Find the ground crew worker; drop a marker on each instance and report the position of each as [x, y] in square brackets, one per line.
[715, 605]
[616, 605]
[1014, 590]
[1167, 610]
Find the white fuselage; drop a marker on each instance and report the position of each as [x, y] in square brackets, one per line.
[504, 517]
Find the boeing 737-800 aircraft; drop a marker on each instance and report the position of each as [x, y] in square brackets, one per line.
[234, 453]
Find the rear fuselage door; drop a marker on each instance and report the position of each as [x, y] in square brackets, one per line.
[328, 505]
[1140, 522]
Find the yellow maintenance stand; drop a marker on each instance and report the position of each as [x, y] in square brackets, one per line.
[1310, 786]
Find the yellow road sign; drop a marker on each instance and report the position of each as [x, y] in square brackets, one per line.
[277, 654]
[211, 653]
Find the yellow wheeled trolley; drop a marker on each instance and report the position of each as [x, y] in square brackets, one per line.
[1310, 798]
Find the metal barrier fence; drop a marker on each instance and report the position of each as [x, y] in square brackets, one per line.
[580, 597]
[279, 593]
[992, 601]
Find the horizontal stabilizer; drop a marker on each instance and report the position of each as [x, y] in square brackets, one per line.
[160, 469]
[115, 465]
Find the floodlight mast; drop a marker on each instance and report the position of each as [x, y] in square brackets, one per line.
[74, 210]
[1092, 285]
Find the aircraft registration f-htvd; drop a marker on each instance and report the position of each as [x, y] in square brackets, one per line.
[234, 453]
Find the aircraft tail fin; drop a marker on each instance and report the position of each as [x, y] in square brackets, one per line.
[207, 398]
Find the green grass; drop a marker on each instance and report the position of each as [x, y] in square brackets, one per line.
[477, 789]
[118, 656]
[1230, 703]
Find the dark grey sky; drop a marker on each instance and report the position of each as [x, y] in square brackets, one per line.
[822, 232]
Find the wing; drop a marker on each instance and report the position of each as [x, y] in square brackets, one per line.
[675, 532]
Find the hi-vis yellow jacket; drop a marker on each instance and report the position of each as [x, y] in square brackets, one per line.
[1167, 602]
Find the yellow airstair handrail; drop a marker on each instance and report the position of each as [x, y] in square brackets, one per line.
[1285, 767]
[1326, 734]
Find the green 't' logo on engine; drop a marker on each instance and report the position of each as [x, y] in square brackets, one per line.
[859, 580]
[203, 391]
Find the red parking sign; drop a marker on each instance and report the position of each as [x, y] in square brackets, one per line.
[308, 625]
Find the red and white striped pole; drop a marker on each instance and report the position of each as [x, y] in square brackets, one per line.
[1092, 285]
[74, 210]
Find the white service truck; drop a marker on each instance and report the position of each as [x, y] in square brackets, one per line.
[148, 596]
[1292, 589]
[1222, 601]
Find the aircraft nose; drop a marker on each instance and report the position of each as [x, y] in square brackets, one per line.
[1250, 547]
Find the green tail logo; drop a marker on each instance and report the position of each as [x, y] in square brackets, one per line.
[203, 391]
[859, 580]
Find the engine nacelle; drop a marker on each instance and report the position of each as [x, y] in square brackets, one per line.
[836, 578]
■ ■ ■ ■
- _Work required_
Copy out every line of the data above word for word, changing nothing.

- _Reply_
Find the ground crew worker; drop a marker on each instance and report the position of each as [x, y] in square brackets, one per line.
[715, 605]
[616, 605]
[1014, 590]
[1167, 610]
Find the white fuselage; drop a marker on each instance and report the position of each as [x, y] in square brackets, one per line.
[504, 517]
Find the boeing 737-800 aircraft; drop a marker on each instance and report the position of each as [x, y] in square brackets, one per line.
[234, 453]
Find the rear fuselage door; drop a marker on each instance and report the position of each as [x, y] in square brackets, one per line.
[328, 505]
[1140, 522]
Find the yellow maintenance stand; drop a marker on each instance and report the position of each as [x, y] in square brackets, one per line.
[1310, 786]
Find the yellow road sign; drop a marker on each instance and report the position of each as [x, y] in square brackets, one per line.
[277, 654]
[211, 653]
Find the yellow wheeled trolley; drop a marker on each instance and report the position of each as [x, y] in square brackets, one per line.
[1310, 798]
Find the metal barrier fence; drop a marker on each instance and report the position of each as [x, y] in square brackets, one per line.
[580, 597]
[279, 593]
[992, 601]
Find the horizontal stabilizer; drop a marker on each instance and report the position of each as [x, y] in square brackets, one per line.
[160, 469]
[115, 465]
Find the floodlight mast; drop a marker on each instance and report the position of each as [x, y] in square brackets, one per line.
[74, 210]
[1092, 285]
Find the aircraft registration f-htvd; drop a marker on each instance and report the position of each as [x, y] in square brackets, one per line.
[234, 453]
Find the aircraft tail fin; drop a marker on each instance and report the position of each as [x, y] in square brackets, one per line.
[207, 398]
Find the green grass; drop a marker on each instance and report the position of each as [x, y] in square brackets, one per line.
[477, 789]
[118, 656]
[1230, 703]
Find the dark grey sky; drop a marker on each instance and report the position of each as [x, y] in square brackets, one per line.
[822, 232]
Find the wing; drop a marker on each instance and report the position of each as [x, y] in square brackets, one per line.
[675, 532]
Find the hi-vis yellow jacket; drop a marker on each instance and report the position of each as [x, y] in square brackets, one per line.
[1167, 602]
Find the yellow airstair handrail; drop a marker on each instance and report the position of each as [x, y] in square brackets, one per line.
[1285, 767]
[1326, 734]
Find the green 't' logo on engine; drop a marker on each instance and report the position of each as [x, y] in square brackets, one per line.
[859, 580]
[203, 391]
Find the red parking sign; drop a marker on each instance and report the position of each as [x, y] in square brackets, one per line.
[308, 625]
Find the red and white striped pole; drop a marker on each instance and report the position of each as [x, y] in square brackets, one per line.
[1092, 285]
[74, 210]
Find the white service truck; drop a marker on each instance and report the position of each as [x, y] in square brackets, one per line.
[148, 596]
[1292, 589]
[1222, 601]
Find the aircraft nose; drop a marker on each instance and report the position of each as [x, y] in square brackets, one per line.
[1250, 547]
Find the green tail logo; drop a marker on each instance and report the position of each as [x, y] in square brackets, one per line.
[203, 391]
[859, 580]
Find the engine nacelle; drop a marker on each instance and report the position of each as [x, y] in square brackets, one per line.
[836, 578]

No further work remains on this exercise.